**Written instruction**:
Find each line in the entries that contains the word "twig", and copy those lines in full.

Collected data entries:
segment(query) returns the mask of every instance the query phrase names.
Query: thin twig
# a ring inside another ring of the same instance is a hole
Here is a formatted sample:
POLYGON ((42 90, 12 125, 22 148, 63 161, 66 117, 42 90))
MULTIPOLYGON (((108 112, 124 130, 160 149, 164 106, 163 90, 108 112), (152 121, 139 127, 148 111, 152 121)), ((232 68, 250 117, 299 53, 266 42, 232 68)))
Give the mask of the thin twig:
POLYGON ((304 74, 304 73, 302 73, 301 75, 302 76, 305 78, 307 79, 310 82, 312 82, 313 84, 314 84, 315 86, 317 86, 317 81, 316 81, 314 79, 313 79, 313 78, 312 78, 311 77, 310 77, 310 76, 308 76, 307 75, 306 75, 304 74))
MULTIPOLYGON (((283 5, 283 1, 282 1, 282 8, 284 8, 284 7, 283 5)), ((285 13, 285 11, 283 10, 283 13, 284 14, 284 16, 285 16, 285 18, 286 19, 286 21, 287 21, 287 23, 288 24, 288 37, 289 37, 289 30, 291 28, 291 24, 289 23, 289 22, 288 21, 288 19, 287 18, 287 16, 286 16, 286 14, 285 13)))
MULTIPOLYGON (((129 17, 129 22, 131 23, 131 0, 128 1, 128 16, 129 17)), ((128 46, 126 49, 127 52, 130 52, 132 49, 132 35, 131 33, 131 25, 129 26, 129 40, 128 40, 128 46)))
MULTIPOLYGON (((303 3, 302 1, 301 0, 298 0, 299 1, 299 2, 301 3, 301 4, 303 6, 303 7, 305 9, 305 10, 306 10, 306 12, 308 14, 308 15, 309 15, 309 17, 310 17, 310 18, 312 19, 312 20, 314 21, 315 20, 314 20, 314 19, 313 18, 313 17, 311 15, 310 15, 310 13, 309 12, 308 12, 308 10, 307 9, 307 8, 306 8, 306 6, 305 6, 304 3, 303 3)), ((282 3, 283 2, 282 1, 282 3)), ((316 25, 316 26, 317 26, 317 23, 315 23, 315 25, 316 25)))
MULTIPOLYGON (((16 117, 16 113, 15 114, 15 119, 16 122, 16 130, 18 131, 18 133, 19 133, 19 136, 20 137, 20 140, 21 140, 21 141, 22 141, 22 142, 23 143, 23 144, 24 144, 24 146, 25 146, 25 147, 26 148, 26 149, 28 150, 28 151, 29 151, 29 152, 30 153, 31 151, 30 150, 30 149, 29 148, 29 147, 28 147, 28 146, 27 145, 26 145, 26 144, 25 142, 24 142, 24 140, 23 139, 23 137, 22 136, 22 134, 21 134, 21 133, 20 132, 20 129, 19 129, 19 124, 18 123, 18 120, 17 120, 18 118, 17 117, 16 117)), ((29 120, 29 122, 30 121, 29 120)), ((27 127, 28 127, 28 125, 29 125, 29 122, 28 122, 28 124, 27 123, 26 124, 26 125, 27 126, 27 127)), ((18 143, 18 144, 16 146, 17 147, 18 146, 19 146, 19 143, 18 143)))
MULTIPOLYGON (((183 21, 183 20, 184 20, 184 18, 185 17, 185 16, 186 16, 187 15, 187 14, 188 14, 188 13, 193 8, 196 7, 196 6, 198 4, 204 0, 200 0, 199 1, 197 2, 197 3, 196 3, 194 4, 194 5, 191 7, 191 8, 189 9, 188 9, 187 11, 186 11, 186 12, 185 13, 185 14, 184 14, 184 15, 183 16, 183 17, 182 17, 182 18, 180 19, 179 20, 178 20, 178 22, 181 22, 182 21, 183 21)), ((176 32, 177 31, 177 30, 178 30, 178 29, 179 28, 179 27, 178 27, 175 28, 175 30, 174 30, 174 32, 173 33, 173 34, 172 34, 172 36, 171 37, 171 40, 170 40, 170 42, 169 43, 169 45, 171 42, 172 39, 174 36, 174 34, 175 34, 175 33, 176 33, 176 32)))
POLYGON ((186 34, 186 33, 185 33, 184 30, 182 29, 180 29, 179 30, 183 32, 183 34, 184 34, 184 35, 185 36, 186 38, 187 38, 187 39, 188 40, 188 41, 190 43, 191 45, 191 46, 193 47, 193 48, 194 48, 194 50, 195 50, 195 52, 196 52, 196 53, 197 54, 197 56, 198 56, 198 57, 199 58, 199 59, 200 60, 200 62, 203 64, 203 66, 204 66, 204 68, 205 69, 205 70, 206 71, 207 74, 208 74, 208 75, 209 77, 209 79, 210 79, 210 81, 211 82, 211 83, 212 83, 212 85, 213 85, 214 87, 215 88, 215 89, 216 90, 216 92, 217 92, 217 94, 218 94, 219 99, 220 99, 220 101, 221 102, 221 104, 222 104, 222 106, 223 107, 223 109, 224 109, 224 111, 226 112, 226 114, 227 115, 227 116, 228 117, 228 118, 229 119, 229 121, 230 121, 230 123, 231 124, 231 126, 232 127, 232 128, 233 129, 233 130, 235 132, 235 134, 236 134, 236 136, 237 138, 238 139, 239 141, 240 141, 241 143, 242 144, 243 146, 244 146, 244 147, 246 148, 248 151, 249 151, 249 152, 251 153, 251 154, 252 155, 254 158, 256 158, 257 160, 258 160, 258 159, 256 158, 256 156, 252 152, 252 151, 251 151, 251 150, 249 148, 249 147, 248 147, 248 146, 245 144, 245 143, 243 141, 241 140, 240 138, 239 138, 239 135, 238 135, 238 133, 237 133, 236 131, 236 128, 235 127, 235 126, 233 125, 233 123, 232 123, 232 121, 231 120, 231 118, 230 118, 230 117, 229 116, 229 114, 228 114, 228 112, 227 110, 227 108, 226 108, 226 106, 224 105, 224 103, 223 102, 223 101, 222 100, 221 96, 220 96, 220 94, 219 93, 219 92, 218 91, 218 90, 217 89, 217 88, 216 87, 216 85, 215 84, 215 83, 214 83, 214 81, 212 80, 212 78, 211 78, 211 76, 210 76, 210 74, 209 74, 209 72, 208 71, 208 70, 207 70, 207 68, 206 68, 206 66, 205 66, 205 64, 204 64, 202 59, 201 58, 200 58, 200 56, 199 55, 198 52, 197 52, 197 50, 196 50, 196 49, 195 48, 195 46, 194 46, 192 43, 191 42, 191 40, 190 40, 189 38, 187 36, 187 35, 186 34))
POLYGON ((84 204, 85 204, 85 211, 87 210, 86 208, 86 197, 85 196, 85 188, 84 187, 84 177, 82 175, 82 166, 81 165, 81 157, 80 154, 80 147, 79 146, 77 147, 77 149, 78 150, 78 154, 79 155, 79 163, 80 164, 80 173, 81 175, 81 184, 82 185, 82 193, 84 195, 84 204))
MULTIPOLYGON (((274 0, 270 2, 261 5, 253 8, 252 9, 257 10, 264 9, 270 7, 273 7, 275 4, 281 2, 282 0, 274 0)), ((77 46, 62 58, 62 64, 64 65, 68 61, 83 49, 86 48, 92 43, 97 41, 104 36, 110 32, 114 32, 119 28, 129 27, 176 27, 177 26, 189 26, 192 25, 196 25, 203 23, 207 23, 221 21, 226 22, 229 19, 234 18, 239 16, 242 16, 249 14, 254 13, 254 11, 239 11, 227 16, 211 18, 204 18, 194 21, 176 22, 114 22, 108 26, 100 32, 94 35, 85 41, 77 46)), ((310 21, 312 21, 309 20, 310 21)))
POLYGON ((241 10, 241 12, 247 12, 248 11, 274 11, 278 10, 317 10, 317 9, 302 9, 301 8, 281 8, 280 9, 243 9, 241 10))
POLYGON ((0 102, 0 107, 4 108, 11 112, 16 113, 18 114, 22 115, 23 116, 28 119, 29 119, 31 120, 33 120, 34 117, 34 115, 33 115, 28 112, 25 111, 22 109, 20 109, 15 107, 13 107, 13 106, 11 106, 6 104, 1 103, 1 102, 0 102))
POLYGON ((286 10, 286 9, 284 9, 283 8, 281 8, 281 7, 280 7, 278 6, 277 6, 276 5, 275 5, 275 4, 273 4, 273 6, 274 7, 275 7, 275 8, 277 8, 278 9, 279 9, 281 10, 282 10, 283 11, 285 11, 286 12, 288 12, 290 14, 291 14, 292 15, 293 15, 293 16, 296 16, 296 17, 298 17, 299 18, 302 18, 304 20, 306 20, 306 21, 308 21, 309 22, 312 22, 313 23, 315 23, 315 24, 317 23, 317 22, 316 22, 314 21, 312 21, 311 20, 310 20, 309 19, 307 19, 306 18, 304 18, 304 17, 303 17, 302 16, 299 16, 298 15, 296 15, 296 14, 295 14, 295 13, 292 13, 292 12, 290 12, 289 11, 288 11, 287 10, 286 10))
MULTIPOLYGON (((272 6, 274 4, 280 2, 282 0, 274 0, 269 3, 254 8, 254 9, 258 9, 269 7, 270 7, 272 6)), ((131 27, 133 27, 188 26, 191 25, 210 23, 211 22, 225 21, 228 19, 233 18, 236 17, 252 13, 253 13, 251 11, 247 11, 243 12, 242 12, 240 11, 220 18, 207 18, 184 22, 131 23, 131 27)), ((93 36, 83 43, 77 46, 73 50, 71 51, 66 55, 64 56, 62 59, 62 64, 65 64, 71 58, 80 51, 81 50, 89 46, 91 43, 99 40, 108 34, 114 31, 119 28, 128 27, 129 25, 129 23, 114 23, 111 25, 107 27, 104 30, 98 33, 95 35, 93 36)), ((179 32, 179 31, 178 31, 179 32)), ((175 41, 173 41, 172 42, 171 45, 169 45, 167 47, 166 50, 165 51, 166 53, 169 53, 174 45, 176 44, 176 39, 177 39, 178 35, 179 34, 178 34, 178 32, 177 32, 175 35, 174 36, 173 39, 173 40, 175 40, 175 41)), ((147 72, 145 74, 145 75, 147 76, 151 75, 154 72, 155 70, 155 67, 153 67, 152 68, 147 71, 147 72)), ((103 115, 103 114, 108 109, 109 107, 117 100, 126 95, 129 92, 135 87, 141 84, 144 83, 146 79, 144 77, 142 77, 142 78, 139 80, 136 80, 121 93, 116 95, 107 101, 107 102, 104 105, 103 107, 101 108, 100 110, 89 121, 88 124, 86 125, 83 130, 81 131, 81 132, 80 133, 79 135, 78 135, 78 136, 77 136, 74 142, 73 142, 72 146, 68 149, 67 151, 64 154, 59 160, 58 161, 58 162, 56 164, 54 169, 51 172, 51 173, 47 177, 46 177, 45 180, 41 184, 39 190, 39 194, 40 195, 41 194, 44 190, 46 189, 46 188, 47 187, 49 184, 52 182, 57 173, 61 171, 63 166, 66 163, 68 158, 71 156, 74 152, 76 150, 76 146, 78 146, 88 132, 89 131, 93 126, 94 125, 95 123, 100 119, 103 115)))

**Exercise output**:
Query: thin twig
Give the mask of the thin twig:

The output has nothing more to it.